# RECORD EXTRACTS:
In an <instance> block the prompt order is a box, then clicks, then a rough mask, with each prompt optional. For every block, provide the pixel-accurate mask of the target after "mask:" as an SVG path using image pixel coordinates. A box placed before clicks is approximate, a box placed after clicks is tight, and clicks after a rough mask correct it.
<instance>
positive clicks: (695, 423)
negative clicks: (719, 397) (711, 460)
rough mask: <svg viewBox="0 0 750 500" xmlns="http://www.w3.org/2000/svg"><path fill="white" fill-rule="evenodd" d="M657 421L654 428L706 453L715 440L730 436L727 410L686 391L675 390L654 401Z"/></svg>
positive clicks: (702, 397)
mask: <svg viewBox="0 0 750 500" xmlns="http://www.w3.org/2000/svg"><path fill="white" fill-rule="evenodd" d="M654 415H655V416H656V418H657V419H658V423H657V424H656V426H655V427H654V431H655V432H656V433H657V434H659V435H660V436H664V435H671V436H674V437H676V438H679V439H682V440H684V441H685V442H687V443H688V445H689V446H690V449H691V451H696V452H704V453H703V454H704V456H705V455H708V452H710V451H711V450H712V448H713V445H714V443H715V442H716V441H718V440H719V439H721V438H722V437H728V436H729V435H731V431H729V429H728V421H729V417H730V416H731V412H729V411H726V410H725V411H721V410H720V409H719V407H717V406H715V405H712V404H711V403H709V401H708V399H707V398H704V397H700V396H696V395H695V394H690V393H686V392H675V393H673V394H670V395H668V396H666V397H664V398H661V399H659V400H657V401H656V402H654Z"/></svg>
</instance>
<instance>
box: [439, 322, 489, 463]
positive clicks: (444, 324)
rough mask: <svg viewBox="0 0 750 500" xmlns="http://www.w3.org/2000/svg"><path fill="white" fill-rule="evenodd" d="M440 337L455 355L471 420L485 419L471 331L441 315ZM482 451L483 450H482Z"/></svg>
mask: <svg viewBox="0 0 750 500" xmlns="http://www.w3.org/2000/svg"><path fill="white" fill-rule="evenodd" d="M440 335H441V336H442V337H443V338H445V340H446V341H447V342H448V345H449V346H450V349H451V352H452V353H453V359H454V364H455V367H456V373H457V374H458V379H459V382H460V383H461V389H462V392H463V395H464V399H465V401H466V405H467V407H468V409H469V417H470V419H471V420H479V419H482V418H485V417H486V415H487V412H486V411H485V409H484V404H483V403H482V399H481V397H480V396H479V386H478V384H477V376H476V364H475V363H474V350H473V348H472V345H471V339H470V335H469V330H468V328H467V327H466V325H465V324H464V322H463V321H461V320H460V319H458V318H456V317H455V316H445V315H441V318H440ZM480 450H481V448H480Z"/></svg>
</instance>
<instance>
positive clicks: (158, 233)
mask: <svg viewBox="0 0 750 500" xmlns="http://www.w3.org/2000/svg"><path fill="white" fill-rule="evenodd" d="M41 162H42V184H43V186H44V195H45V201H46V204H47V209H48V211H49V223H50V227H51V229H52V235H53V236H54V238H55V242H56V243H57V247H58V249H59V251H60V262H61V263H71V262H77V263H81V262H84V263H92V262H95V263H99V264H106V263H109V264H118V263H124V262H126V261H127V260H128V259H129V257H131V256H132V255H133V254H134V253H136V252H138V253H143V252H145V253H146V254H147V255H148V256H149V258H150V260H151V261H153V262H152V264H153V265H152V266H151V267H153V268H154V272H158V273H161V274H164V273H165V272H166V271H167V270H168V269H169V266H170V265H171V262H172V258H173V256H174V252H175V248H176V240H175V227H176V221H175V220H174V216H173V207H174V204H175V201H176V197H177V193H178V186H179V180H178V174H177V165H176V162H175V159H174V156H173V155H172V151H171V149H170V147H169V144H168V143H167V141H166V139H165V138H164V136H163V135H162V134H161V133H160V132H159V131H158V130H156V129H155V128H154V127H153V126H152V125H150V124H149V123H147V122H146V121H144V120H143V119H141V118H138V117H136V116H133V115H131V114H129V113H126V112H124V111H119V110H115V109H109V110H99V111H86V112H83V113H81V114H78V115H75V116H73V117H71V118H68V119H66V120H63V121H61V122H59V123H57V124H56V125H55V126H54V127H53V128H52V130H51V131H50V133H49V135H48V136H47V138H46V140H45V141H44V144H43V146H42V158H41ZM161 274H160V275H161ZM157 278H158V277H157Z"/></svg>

# TRY IT:
Would you write the records out again, word for word?

# YOUR RESPONSE:
In an <instance> block the prompt order is a box, then clicks, then a rough mask, with each prompt optional. For every block, provide the pixel-accurate mask of the target after "mask:" as an SVG path using image pixel coordinates. A box placed before clicks is approximate, a box placed after clicks is tight, and clicks after a rough mask correct it.
<instance>
positive clicks: (695, 423)
negative clicks: (719, 397) (711, 460)
rough mask: <svg viewBox="0 0 750 500" xmlns="http://www.w3.org/2000/svg"><path fill="white" fill-rule="evenodd" d="M657 421L654 428L706 453L715 440L730 436L727 410L686 391L675 390L654 401Z"/></svg>
positive clicks: (702, 397)
mask: <svg viewBox="0 0 750 500" xmlns="http://www.w3.org/2000/svg"><path fill="white" fill-rule="evenodd" d="M654 415H655V416H656V418H657V419H658V423H657V424H656V426H655V427H654V431H655V432H656V433H657V434H659V435H660V436H664V435H671V436H674V437H676V438H679V439H682V440H684V441H685V442H687V443H688V445H689V446H690V449H691V451H696V452H704V453H703V454H704V456H705V455H708V452H710V451H711V450H712V448H713V445H714V443H715V442H716V441H718V440H719V439H721V438H722V437H728V436H729V435H731V431H729V429H728V421H729V417H730V416H731V412H729V411H726V410H725V411H721V410H720V409H719V407H717V406H715V405H712V404H711V403H709V401H708V399H707V398H704V397H700V396H696V395H695V394H690V393H686V392H675V393H673V394H670V395H668V396H666V397H664V398H661V399H659V400H657V401H656V402H654Z"/></svg>
</instance>
<instance>
box: [439, 322, 489, 463]
positive clicks: (444, 324)
rough mask: <svg viewBox="0 0 750 500" xmlns="http://www.w3.org/2000/svg"><path fill="white" fill-rule="evenodd" d="M440 337L455 355L471 420L485 419L471 331L441 315ZM482 451L483 450H482Z"/></svg>
mask: <svg viewBox="0 0 750 500" xmlns="http://www.w3.org/2000/svg"><path fill="white" fill-rule="evenodd" d="M440 335H441V336H442V337H443V338H445V340H446V341H447V342H448V345H449V346H450V349H451V352H452V353H453V359H454V364H455V367H456V373H457V374H458V379H459V382H460V383H461V389H462V392H463V395H464V399H465V401H466V405H467V407H468V409H469V417H470V419H471V420H479V419H482V418H485V417H486V415H487V412H486V411H485V409H484V404H483V403H482V399H481V397H480V396H479V386H478V384H477V376H476V364H475V363H474V350H473V348H472V345H471V339H470V335H469V330H468V328H467V327H466V325H465V324H464V322H463V321H461V320H460V319H458V318H456V317H455V316H445V315H441V318H440ZM480 450H481V448H480Z"/></svg>
</instance>
<instance>
positive clicks: (158, 233)
mask: <svg viewBox="0 0 750 500" xmlns="http://www.w3.org/2000/svg"><path fill="white" fill-rule="evenodd" d="M41 162H42V184H43V186H44V195H45V201H46V204H47V209H48V211H49V223H50V227H51V229H52V235H53V236H54V238H55V242H56V243H57V247H58V249H59V251H60V262H61V263H71V262H77V263H81V262H84V263H92V262H95V263H99V264H106V263H109V264H118V263H124V262H126V261H127V260H128V259H129V257H131V256H132V255H133V254H134V253H136V252H138V253H143V252H145V253H146V254H147V255H148V256H149V258H150V260H151V261H153V262H152V264H153V265H152V266H151V267H153V268H154V272H158V273H161V274H164V273H165V272H166V271H167V270H168V269H169V266H170V265H171V262H172V258H173V256H174V252H175V248H176V240H175V227H176V221H175V220H174V216H173V207H174V204H175V201H176V197H177V193H178V186H179V180H178V174H177V165H176V162H175V159H174V156H173V155H172V151H171V149H170V147H169V144H168V143H167V141H166V139H165V138H164V136H163V135H162V134H161V133H160V132H159V131H158V130H156V129H155V128H154V127H153V126H152V125H150V124H149V123H147V122H146V121H144V120H143V119H141V118H138V117H136V116H133V115H131V114H129V113H126V112H124V111H119V110H115V109H109V110H99V111H86V112H83V113H81V114H78V115H75V116H73V117H71V118H68V119H66V120H63V121H61V122H59V123H57V124H56V125H55V126H54V127H53V128H52V130H51V131H50V133H49V135H48V136H47V138H46V140H45V141H44V144H43V146H42V158H41ZM161 274H160V275H161ZM157 278H158V277H157Z"/></svg>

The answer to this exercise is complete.